**Exercise inputs**:

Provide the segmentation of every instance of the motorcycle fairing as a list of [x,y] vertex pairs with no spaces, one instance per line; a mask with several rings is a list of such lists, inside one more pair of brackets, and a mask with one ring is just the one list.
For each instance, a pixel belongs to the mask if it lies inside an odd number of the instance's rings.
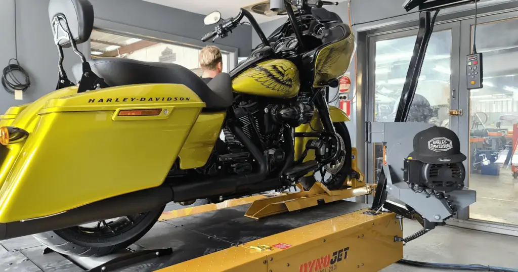
[[[0,223],[49,216],[160,185],[205,106],[180,84],[77,92],[73,87],[51,93],[11,124],[29,136],[0,147]],[[119,113],[142,109],[161,111]]]
[[315,88],[345,74],[356,50],[355,38],[349,26],[339,24],[330,31],[334,35],[342,35],[343,38],[323,47],[316,53],[313,80]]

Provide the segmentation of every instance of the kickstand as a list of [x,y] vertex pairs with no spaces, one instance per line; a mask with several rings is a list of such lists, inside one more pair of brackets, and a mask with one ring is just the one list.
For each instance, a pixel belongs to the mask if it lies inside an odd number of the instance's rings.
[[172,254],[172,249],[170,248],[134,251],[106,262],[97,267],[94,267],[87,271],[88,272],[114,271],[132,264],[171,254]]

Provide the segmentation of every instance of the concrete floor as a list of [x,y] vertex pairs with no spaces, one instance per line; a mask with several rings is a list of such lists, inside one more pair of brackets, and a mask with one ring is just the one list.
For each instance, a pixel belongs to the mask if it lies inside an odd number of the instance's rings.
[[[422,228],[405,221],[405,237]],[[518,237],[454,226],[439,226],[404,248],[405,259],[412,261],[460,264],[481,264],[518,269]],[[382,272],[445,271],[395,264]]]
[[477,191],[470,218],[518,225],[518,179],[513,178],[510,168],[500,169],[499,176],[470,174],[469,184]]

**What you will do**: Rewrite all the items above with "kickstand" changed to "side stand" and everything else left the same. Leave out the pictures.

**Full output**:
Provide the segmentation of every instance of the motorcycle fairing as a list of [x,y] vertex pairs with no spaces, one instance per line; a mask with several rings is a list of such lists, inside one more pair of brackets, and a mask with one ring is just the one list.
For each instance, a pixel belongs to the mask if it lies inside an odd number of the instance's rings.
[[[0,223],[49,216],[160,185],[205,106],[180,84],[77,92],[73,87],[51,93],[11,124],[29,136],[0,147]],[[119,113],[142,109],[161,111]]]
[[315,88],[345,74],[356,50],[355,38],[349,26],[339,24],[330,31],[334,35],[342,35],[343,38],[323,47],[316,53],[313,80]]

Provide the segmentation of every instance of the side stand as a list of [x,y] vertex pairs with no spaces, one instance per line; a mask with several rings is a list of such lists, inside one more pair of brackets, and a mask with one ring is just the one list.
For each instance, a pixel belongs to the mask if it lies inside an odd number of the instance's rings.
[[172,254],[172,249],[170,248],[134,251],[106,262],[97,267],[94,267],[87,271],[88,272],[114,271],[132,264],[171,254]]

Provide the segmentation of every instance of the concrete floor as a list of [x,y] vertex pairs with no spaces, one instance per line; a mask with several rings is a list of such lists, inside one more pair of brackets, and a mask with one ring is just the one list.
For each instance, a pixel belongs to the mask if it lies inside an odd number of the instance's rings.
[[[422,228],[405,221],[405,237]],[[518,237],[454,226],[439,226],[404,248],[405,259],[412,261],[460,264],[481,264],[518,269]],[[382,272],[445,271],[395,264]]]
[[477,191],[470,218],[518,225],[518,179],[513,178],[510,168],[500,169],[499,176],[470,174],[469,184]]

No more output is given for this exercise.